Task to carry out: In the listing below, find the line that contains "In this exercise you will find the distant" and the line that contains "[(702, 84), (119, 160), (205, 387)]". Quote both and every line between them, exactly, and nothing more.
....
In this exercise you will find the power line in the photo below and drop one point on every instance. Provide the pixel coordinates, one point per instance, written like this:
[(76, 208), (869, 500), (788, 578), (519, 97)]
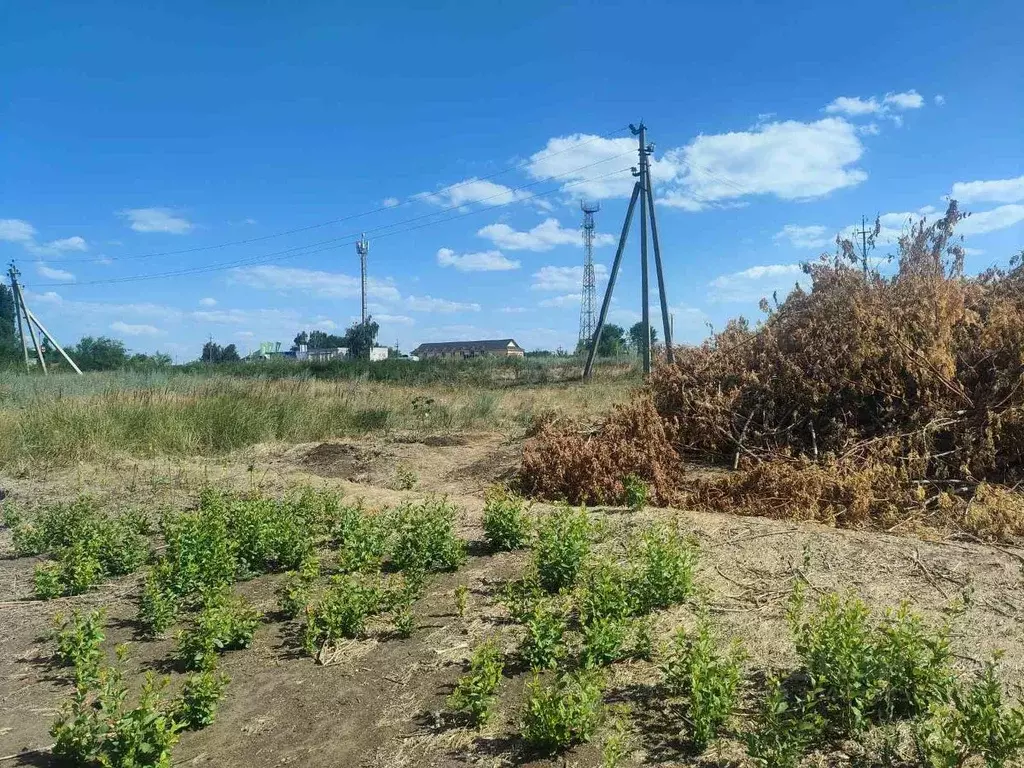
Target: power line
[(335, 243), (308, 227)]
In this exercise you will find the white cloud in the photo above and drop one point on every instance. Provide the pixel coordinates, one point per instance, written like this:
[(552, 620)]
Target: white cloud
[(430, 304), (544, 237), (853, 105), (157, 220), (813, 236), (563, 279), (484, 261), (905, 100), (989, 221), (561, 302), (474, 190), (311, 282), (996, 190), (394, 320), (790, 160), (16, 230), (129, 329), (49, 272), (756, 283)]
....
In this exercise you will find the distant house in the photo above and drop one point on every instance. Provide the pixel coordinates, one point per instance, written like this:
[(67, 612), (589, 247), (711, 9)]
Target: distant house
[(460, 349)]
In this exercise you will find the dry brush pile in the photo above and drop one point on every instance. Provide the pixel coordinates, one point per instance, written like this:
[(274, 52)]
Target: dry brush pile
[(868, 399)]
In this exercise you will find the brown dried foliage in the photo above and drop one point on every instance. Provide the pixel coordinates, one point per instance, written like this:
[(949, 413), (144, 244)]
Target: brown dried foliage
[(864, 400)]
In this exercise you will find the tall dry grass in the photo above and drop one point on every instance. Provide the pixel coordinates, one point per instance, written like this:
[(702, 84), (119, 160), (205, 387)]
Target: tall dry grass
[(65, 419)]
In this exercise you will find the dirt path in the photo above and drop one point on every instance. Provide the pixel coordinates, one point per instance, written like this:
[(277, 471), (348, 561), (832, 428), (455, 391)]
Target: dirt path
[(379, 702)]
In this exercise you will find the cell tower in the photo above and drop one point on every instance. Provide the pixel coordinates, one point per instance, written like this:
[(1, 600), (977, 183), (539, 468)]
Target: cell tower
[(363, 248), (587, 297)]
....
Your solution:
In this exercise you will find the distant house in the photo above and drop one point on every instance. Provide the pixel coordinates, one point per instance, written like this:
[(67, 612), (589, 247), (711, 9)]
Target: distant house
[(460, 349)]
In this exercise you will find the dry brush pile in the photo above and drop one point on every instance. Provide the pixel coordinates, one point per instance, written like this:
[(274, 52)]
Target: dry brush pile
[(868, 399)]
In this exercise you will find the brown dried foliage in the photo above and drop one point on every instance. Provide the pixel coordinates, one point per instance, written like this:
[(949, 413), (144, 244)]
Target: brown dried foliage
[(864, 400)]
In this exercise you will find the tall dry grass in the photo above and drop one point on every instance. Provide the pixel coordinates, one point per instance, written like this:
[(702, 84), (119, 160), (205, 387)]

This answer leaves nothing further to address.